• **What to do**: Turn the entries below into a numbered list, skipping any blank lines and leaving out the pictures.

• **Task material**:
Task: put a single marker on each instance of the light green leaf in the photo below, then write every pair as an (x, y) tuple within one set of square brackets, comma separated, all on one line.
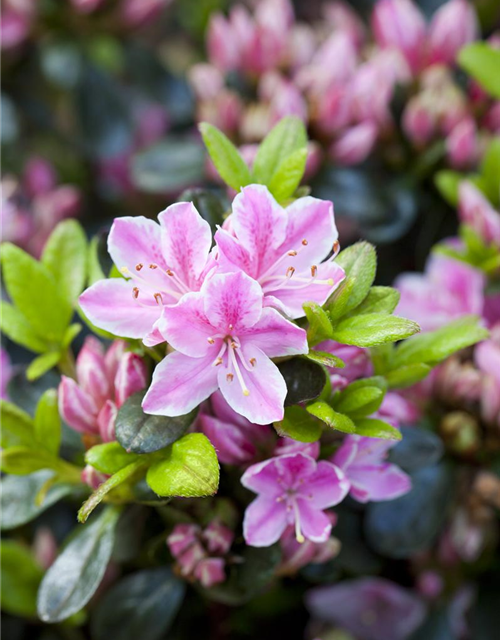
[(288, 176), (42, 364), (374, 428), (330, 417), (373, 329), (48, 422), (360, 265), (15, 326), (299, 425), (190, 469), (65, 255), (435, 346), (287, 137), (226, 157), (482, 62), (17, 426), (35, 293)]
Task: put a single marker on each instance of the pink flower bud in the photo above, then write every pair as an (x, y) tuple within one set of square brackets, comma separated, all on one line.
[(355, 144), (130, 377), (210, 571), (453, 26), (77, 407), (419, 121), (399, 24), (39, 176), (462, 145), (475, 210), (218, 538)]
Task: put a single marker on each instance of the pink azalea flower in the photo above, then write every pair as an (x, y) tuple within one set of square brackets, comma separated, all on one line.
[(236, 440), (369, 608), (162, 262), (104, 381), (370, 477), (224, 339), (282, 249), (448, 290), (293, 490)]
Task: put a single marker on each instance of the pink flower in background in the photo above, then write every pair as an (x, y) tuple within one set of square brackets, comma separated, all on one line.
[(475, 211), (236, 440), (448, 290), (369, 608), (454, 25), (371, 478), (104, 381), (199, 553), (292, 490), (229, 344), (162, 262), (282, 249)]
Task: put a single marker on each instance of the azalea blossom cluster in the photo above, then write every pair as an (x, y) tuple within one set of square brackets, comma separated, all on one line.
[(341, 79), (33, 204)]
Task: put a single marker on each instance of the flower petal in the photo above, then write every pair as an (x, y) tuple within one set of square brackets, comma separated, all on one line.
[(179, 384), (109, 304), (186, 242), (264, 522), (265, 384)]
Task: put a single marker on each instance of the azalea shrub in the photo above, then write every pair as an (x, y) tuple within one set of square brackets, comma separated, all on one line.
[(232, 404)]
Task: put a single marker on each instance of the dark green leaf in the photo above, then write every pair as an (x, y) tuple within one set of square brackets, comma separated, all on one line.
[(139, 432), (74, 577)]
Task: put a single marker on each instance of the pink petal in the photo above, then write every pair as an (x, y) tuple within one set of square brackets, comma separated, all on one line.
[(186, 241), (233, 301), (265, 384), (179, 384), (264, 522), (76, 407), (186, 327), (276, 336), (110, 305), (328, 486), (260, 226)]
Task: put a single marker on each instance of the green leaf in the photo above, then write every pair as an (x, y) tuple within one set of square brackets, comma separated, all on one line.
[(190, 469), (20, 576), (74, 577), (407, 376), (287, 137), (17, 426), (139, 432), (15, 326), (373, 329), (320, 327), (304, 380), (326, 359), (65, 255), (375, 428), (226, 157), (35, 293), (141, 605), (42, 364), (117, 479), (447, 183), (482, 62), (332, 418), (435, 346), (360, 265), (288, 176), (18, 498), (48, 422), (378, 300), (109, 457), (299, 425)]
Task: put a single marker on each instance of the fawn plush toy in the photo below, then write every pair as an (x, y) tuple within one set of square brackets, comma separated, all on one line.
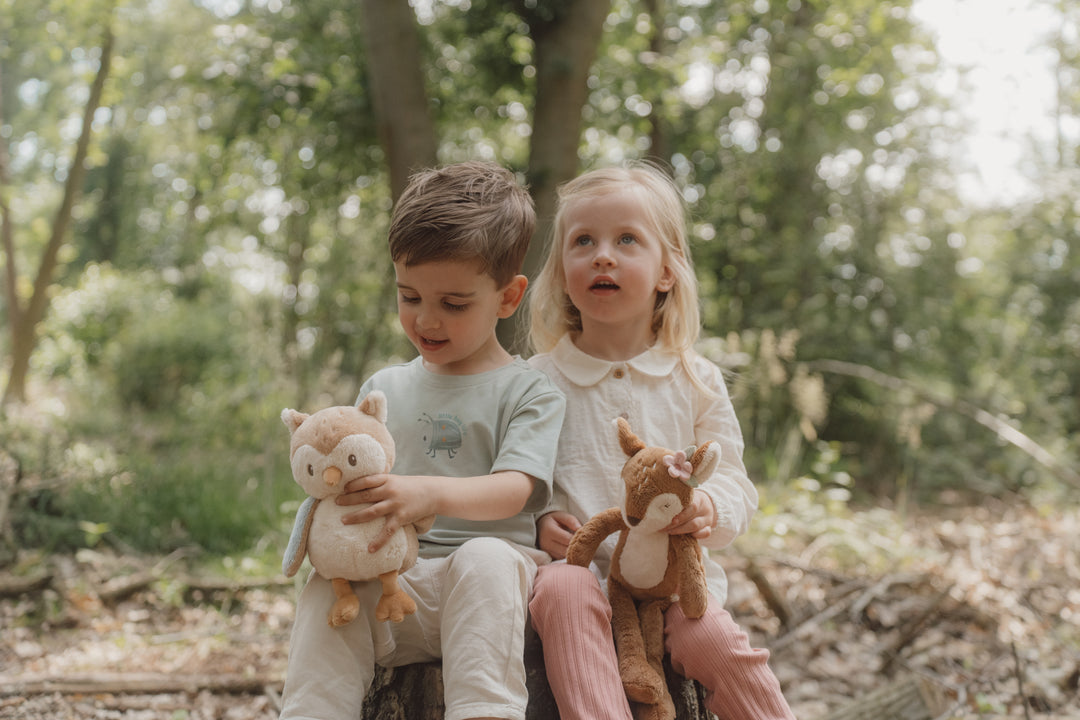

• **The solution**:
1. Task: put a single marker on each instance of the light green leaf in the photo below, then write every pair as an (x, y) tuple within one set of square brackets, comma separated, all on one line.
2. [(288, 176), (42, 364), (374, 428), (330, 417), (373, 329), (48, 422), (360, 265), (15, 326), (299, 425), (190, 469), (65, 255), (435, 346), (287, 137), (226, 157), (482, 62), (17, 426), (35, 293)]
3. Task: put a single marker on each instance of the pink flower bud in the photo above, then write every pair as an (x, y) tuple within one set of square brackets, comma separated, all on one line.
4. [(355, 144), (130, 377), (210, 571), (453, 26), (77, 407), (419, 121), (399, 24), (39, 176), (462, 145), (475, 210), (218, 538)]
5. Task: put a single marker on each instance of the pink azalea flower in the photo above, then write every pair as an (x, y) tuple within one set of square brackets, comma separated, all on one line.
6. [(236, 440), (369, 608), (162, 262), (104, 381), (370, 477), (224, 339), (282, 249), (448, 290), (293, 490)]
7. Task: put a single marker on each instance of the pink flower in background in the photo above, then write every pair as an (x, y) tuple within one set of square brackets, comma separated, all on one line.
8. [(475, 211), (236, 440), (448, 290), (369, 608), (454, 25), (371, 478), (104, 381), (199, 553), (292, 490), (229, 344), (162, 262), (282, 249)]
9. Task: put a single marker on each instance of the azalea blossom cluster in the photo above, then write every pair as an (x, y) tuple within one set of square brackets, comma separated, all on one line.
10. [(341, 79), (33, 204)]
11. Task: put a single marker on each instance of the flower petal in the photo above, then write every pair as an (x, y) tuple within one set of square brackets, comma separated, all on one line.
12. [(179, 384), (109, 304), (186, 242), (264, 522), (265, 384)]
13. Task: put a single marker on each instance of the azalea shrub in the photo above, then write every pair as an (x, y) tuple within one set of square brackets, comma separated, all on one line.
14. [(232, 404)]
15. Task: put a single marker on each instance of the dark green leaf in the photo above, then write every pair as an (x, y) tuple within one set of square brackets, comma separated, all on one line.
16. [(139, 432), (74, 577)]
17. Task: put a single marker on each instance of the pink petal in the photo above, then write every pair as an (x, y) tuple within one set of square brackets, comma separated, all on one line.
18. [(186, 241), (233, 301), (265, 384), (179, 384), (264, 522), (76, 407), (186, 327), (276, 336), (110, 305), (328, 486), (260, 226)]
19. Task: put a single marker on each instance of the green leaf in the photo above, then write every pair as an (x, y) tuple within one set of square brackets, comma separated, all on one line.
20. [(190, 469), (20, 576), (74, 577), (407, 376), (287, 137), (17, 426), (139, 432), (15, 326), (373, 329), (320, 327), (304, 380), (326, 359), (65, 255), (375, 428), (226, 157), (35, 293), (141, 605), (42, 364), (117, 479), (447, 183), (482, 62), (332, 418), (435, 346), (360, 265), (288, 176), (18, 498), (48, 422), (378, 300), (109, 457), (299, 425)]
21. Task: put a single marker on each instance of the fawn plush toy in the photo below, then write every pair as an (x, y) tuple within one set of square brackets, comma separated, all on one line.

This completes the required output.